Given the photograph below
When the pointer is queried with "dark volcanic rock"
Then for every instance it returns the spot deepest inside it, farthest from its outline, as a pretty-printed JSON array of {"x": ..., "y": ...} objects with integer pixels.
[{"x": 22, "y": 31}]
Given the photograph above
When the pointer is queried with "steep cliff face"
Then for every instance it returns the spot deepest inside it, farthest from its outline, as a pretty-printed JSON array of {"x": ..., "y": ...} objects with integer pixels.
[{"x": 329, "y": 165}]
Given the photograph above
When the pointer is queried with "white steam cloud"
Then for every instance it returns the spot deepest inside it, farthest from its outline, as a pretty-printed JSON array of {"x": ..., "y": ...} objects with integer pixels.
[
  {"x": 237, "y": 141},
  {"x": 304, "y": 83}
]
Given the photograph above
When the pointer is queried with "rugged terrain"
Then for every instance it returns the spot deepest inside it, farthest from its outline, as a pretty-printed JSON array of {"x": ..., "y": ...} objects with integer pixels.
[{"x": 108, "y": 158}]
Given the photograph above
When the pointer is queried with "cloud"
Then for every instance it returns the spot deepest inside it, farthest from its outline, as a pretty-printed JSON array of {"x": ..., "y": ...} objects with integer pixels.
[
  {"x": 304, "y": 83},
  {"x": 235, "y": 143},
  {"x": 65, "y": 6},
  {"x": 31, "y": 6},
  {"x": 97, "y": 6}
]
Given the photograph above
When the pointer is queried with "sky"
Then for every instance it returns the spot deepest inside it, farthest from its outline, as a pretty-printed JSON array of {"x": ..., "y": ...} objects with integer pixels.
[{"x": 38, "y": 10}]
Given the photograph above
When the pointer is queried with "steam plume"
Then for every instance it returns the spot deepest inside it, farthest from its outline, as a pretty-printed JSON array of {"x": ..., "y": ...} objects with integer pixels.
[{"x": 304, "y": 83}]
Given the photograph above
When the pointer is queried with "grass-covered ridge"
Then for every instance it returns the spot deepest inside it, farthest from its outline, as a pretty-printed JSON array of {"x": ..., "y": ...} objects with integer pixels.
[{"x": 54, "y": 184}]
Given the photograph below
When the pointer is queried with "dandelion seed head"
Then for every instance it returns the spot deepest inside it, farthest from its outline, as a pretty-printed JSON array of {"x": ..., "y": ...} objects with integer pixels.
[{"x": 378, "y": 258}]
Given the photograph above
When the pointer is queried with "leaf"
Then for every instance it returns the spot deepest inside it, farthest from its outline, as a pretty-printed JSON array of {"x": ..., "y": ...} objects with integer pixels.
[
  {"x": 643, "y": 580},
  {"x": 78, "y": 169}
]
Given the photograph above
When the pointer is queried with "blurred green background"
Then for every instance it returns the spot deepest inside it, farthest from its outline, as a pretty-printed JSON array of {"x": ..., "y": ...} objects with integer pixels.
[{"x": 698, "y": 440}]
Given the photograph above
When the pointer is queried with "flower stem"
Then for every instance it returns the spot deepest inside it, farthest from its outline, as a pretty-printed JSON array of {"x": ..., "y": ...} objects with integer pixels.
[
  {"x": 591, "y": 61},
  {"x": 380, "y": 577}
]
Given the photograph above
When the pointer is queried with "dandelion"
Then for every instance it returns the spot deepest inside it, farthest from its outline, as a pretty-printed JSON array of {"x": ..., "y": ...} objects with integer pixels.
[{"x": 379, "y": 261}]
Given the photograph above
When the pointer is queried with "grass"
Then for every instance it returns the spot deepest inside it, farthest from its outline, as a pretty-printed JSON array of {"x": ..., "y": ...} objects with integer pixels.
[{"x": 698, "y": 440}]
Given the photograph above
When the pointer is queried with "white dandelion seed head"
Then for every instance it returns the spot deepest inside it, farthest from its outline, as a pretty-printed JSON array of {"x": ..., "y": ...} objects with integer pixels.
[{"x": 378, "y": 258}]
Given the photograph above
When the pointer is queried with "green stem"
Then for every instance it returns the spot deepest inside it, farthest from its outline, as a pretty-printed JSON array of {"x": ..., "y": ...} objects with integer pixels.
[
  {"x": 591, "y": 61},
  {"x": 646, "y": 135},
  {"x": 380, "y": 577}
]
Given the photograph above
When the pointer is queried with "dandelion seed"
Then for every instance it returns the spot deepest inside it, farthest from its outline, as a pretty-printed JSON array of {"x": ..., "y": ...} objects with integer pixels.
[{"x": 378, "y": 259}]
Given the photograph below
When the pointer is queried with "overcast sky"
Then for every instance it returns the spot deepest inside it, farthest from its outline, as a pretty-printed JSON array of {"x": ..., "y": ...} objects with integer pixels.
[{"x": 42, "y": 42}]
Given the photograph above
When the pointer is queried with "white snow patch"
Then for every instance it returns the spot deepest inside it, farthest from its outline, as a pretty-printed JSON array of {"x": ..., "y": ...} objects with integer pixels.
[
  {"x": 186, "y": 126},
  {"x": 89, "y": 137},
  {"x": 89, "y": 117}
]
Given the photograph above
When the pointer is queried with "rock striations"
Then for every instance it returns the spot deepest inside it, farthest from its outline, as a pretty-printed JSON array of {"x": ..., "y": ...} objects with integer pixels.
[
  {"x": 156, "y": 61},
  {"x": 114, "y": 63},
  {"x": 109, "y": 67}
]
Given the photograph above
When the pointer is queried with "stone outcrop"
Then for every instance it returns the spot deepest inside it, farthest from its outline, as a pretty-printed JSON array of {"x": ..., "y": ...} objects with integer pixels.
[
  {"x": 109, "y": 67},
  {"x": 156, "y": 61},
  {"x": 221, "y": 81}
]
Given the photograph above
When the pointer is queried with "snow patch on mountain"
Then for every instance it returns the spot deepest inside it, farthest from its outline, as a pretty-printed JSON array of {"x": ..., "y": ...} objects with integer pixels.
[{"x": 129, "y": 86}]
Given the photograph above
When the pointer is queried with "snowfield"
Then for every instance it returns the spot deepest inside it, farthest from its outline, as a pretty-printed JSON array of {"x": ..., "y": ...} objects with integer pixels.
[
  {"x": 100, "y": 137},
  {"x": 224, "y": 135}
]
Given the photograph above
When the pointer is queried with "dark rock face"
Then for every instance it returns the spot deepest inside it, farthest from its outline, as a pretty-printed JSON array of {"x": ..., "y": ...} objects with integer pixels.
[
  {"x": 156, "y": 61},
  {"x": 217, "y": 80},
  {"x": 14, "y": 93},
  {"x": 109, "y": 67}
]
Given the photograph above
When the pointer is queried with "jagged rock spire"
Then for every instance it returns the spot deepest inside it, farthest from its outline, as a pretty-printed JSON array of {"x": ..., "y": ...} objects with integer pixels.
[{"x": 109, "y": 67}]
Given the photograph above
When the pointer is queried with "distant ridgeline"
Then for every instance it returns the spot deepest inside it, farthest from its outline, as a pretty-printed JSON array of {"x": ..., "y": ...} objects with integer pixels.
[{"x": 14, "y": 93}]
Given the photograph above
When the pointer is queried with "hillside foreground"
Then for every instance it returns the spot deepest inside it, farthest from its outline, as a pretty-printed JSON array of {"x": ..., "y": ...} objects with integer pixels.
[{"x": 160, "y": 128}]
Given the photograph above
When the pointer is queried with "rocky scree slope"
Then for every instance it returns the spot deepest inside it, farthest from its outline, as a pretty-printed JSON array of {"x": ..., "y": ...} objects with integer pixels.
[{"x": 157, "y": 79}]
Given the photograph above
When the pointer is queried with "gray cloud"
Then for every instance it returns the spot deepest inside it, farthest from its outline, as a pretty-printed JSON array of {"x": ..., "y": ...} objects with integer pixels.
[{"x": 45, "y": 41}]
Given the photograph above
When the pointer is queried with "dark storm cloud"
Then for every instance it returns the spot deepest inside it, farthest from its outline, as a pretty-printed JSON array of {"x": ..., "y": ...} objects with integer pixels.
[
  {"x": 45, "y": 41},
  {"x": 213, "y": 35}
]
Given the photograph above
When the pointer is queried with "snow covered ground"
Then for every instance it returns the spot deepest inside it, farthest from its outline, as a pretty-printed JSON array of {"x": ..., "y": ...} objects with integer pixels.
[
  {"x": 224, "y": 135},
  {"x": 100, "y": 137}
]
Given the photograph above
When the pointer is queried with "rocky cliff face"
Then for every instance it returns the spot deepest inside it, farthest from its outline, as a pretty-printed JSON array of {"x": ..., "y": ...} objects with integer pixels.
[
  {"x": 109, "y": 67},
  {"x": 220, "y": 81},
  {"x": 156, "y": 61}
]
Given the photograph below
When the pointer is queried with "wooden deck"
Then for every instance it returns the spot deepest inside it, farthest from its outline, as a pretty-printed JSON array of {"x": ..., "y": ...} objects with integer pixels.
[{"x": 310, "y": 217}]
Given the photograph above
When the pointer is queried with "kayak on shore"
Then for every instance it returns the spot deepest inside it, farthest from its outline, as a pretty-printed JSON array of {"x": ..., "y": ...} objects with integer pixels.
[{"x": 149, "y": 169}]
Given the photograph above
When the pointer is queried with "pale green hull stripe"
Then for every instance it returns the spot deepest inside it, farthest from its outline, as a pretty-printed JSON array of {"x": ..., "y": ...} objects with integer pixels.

■ Problem to solve ■
Scan the entries above for the word "white", then copy every line in which it occurs.

■ Answer below ■
When the pointer is queried with "white steam cloud"
When the pointer is queried with "white dandelion seed head"
When the pointer is queried with "white snow patch"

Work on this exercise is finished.